• Exercise aim:
Pick up the notice on the FCA's "Making Transfers Simpler" rules from where it stops and continue it.

• Source document:
<<<<

Making Transfers Simpler 1st February 2021

Created by Corinne O'Brien, Modified on Fri, 28 Jun at 12:56 PM by Rohith Krishna


Dear Client


As you may be aware, the Financial Conduct Authority (FCA) consulted on, and subsequently published, Policy Statement “PS19/29: Making Transfers Simpler”. 

The FCA have issued a package of rules for platforms which aim to make it easier for consumers to move from one platform to another without having to liquidate their assets. These new rules are intended to complement existing rules on transfers and re-registration. In preparation for this, Hubwise has ensured that the necessary steps have been taken for our platform to comply by the 01 February 2021 go-live date for the new rules. 

This communication is designed to highlight the key changes surrounding the transfer process and, as it may impact you and your business, we appreciate your time in reviewing it. 

The new requirements

From 01 February 2021, all platforms are required to:

  1. Offer consumers the choice to transfer units in-specie for investment funds that are common to both platforms,

  1. Request a conversion of unit classes, where this is necessary to facilitate an in-specie transfer, and

  1. Provide consumers moving onto a new platform with the option to convert to discounted units, where these are available on the platform, for them to invest in.

What does this mean for you, and your clients?

The FCA found that some firms do not routinely provide the option of an in-specie transfer or conversion, preferring to require that the consumer liquidate their holdings to enable them to switch platforms, even where this may not be the best way for them to do so.

Requirement 1: Giving consumers the option of an in-specie transfer

Platforms are required to offer retail clients the option of an in-specie transfer of units in investment funds which are available and offered for investment on both the ceding and receiving platforms.

>>>>

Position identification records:

<<<<

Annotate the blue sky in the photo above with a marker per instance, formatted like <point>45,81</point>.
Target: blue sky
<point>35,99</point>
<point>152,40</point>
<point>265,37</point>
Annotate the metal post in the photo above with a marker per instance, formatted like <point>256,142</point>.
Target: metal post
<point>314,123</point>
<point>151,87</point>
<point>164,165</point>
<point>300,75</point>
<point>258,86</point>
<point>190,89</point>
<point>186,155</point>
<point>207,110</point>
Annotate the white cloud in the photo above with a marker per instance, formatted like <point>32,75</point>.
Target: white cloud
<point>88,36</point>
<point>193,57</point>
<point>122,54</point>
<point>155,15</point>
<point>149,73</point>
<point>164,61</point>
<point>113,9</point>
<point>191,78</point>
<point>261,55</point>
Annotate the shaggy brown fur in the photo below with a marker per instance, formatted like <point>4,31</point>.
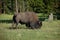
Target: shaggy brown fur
<point>29,18</point>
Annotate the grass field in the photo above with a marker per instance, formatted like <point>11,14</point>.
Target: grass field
<point>48,31</point>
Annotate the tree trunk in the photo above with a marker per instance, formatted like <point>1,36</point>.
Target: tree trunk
<point>51,17</point>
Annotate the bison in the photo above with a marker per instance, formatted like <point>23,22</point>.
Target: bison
<point>30,19</point>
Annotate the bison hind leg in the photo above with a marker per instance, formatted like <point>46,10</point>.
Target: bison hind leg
<point>28,25</point>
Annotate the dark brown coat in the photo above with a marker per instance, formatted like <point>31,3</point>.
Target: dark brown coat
<point>29,18</point>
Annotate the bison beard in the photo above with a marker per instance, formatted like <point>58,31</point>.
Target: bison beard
<point>28,18</point>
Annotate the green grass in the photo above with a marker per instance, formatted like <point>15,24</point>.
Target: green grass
<point>48,31</point>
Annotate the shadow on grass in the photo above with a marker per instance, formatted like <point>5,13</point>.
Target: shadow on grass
<point>5,21</point>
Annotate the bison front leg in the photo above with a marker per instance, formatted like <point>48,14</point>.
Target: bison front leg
<point>14,25</point>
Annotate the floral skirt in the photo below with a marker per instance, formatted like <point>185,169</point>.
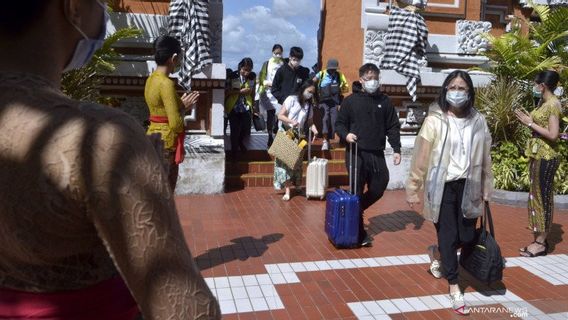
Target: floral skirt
<point>541,193</point>
<point>283,173</point>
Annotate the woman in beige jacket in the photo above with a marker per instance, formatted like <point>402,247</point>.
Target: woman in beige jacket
<point>452,166</point>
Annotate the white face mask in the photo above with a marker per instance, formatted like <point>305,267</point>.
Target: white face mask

>>>>

• Answer:
The latest iteration of our terms and conditions documentation (T&Cs) already reflect this upcoming requirement. If the investment funds currently held by the ceding party and being transferred are included on our approved list of assets (“Buy List”) then the option is available for the holding to be transferred onto the Platform in-specie, provided there are no circumstances outside of our control which would prevent us from carrying out this request.

This is available across all account types - GIA/ISA/JISA/SIPP - provided the transfer request is consistent with the transfer rules applicable to the account type, and an in-specie transfer is permissible in line with these rules. 

There are a couple of limited circumstances where we will not accept an instruction to transfer in-specie, and these are clearly outlined in the “In-Specie Fund Transfers – Limits and Restrictions” section of our T&Cs. These are as follows:

  • if a fund to be transferred onto the Platform is not included on our Buy List, the holding will need to be sold and the cash transferred onto the platform; or

  • if any individual holding is for less than one unit, and/or is worth less than £100, this will always need to be sold and the cash transferred onto the platform.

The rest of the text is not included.